Source excerpt –
────────
Basic Motion and Energy Concepts, Engineering Design Process

Wind Turbine Concept Map

Project 2061 Benchmark/MA Framework (UBD Established Goals)

Technology/Engineering, Grades 6-8 Learning Standards

Materials, Tools, and Machines

1.1, 1.2, 1.3

Engineering Design

2.1, 2.2, 2.3, 2.4, 2.5, 2.6

Physical Science

Motions of Objects 11
Forms of Energy 13

Earth and Space Science

Heat Transfer in Earth's Systems 4

Big Ideas/Enduring Understandings:

Students will understand that…

Because wind is moving matter, it contains energy that can be harnessed.

Maximizing efficiency is a critical concept in generating electrical power

Many variables determine the output of a wind turbine.

Although energy is conserved, it can change form and this form change can be harnessed for use.

The engineering design process is a useful tool for solving a variety of engineering problems.

Essential Questions:

What’s the most efficient way to design wind turbines in order to maximize the production of electrical energy?

How feasible is wind power as a source of electricity?

What is the role of wind energy in meeting our energy demands?

Students will know …. (Learning Expectations)

Basic Motion Concepts - Speed, Velocity, Acceleration, Forces, Newton’s Laws, Aerodynamics, Lift, Drag, Inertia, Friction

How electricity is generated and power is measured.

Work and Energy concepts:

What “work” means in scientific terms.
Conservation of Energy
Energy Transfer
Efficiency

Role of wind power in sustainable technologies/energy sources.

Engineering Design Process

Students will be able to:

complete the engineering design cycle when given specific criteria, materials and constraints

use the design process to evaluate the effect of variables such as blade mass, angle, size, curvature, material, number of blades, area, shape, etc. in solving their problem ie. producing electricity.
────────
Data excerpt –

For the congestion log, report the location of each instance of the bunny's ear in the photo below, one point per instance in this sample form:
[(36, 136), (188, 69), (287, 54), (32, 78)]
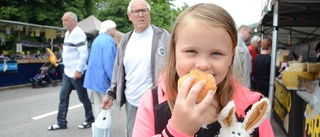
────────
Repeat everything in the wind turbine unit outline above from "The engineering design process" down to "our energy demands?".

The engineering design process is a useful tool for solving a variety of engineering problems.

Essential Questions:

What’s the most efficient way to design wind turbines in order to maximize the production of electrical energy?

How feasible is wind power as a source of electricity?

What is the role of wind energy in meeting our energy demands?